**REQUIRED TASKS**
[1] Rewrite the R Markdown chapter from "The new pane" through "wish to save.", renaming every "pane" as "panel".
[2] Please carry the R Markdown chapter forward from its last sentence.

**EXCERPT PROVIDED**

########################################

Chapter 5 R Markdown Reports
5.1 Reports support reproducibility
Using R Markdown files helps you to create supports that can more transparently show what you did for your analysis and it can help you to test that your code works as expected. Scripts allow you to save code, but they do not allow you to have the following additional benefits.
The following are reasons why R Markdown files help reproducibility:
- They allow you to show and share your code and the output of your code in one place! (this can be done in several ways depending on what you want)
- They allow you to test if your code works outside of what is active in your environment
- They allow you to test sections and all previous sections of your code out to troubleshoot
- They help you understand what might be wrong with your code in smaller sections of code if you have an issue
5.2 Getting Started with R Markdown
OK, so now we know how to make a new R Markdown file from the previous section.
Click here for a review on how to create R Markdown files in RStudio.
To open a new R Markdown file by go to File
–> New File
–>R Markdown
in the upper menu of RStudio.
Creating an R Markdown file starts with a pop-up and you can simply click the OK button.
The new pane will open on the upper left.
This pane is where we can write code to save in our R Markdown report.
Thus the lower left pane is where we can test out code (although we do not generally recommend it), but the top pane is where we can write code that we wish to save.
Note that you can also test selected code (or a current line) in an R Markdown file using a keyboard shortcut of Ctrl+Enter on Windows & Linux computers or Cmd+Return on Mac computers.

########################################

**DATASET EXTRACT**
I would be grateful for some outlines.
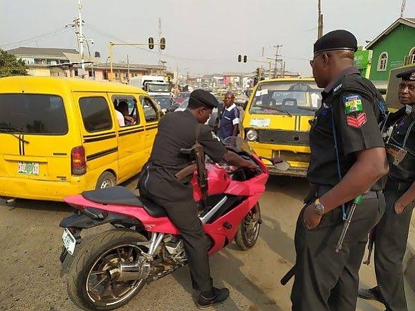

########################################

**ANSWERS FOR THE TASKS**
[1]
The new panel will open on the upper left.
This panel is where we can write code to save in our R Markdown report.
Thus the lower left panel is where we can test out code (although we do not generally recommend it), but the top panel is where we can write code that we wish to save.

[2]
The top pane where we save code is called the editor. The lower pane where we test code is called the console.
Once open the file your RStudio should look something like this:
5.3 Rendering R Markdown files
There is a special Knit
button that looks like a ball of yarn with a knitting needle at the top of the R Markdown files that helps you create your report. Since R Markdown files by default have some code, we can press this to see what a rendered report might look like before we start writing our own code.
You will likely be prompted to give the file a name after you press the Knit button and to confirm where you want to save the rendered version.
You will then see in a second or two (after some information is printed on the Render tab in the lower left pane) a screen pop up with the rendered version of the report.
This will look something like this:
Here we can see that there are some headers and text information, as well as some code shown in the gray box. We also see that this code is followed by the output of the code, where we see a summary of the cars
dataset.
If you scroll down you will see an example of what a plot looks like in such a report.
Hopefully you can already start to appreciate how useful it can be to send people a report of your code with the output of your code and plots, as opposed to just a simple script, which can’t show the output of our code!
It’s important to note that when we knit an R Markdown file, it will test our code as if we have an empty environment and it will rely on only the code written in the R Markdown file. It can’t use code that was tested in the Console or run interactively in the R Markdown file (more on that soon).
This process really helps with reproducibility because it helps us make sure that all the instructions needed (loading packages, assigning objects, etc) are within the code that we saved in the R Markdown file.
If anything is missing, the file will either not knit and you will get an error, or you may see that the output of the code is different than you expected.
Now let’s discuss how to start writing code in such a file.
5.4 Writing code in R Markdown files
5.4.1 The YAML
At the top of an R Markdown file you will see some special code that is called YAML code. It is commonly used to configure programming projects. It does the same for our R Markdown reports. A major difference between R and YAML is that spacing really matters for YAML.
What do we mean by configure? Configuration in programming generally refers to setting things up.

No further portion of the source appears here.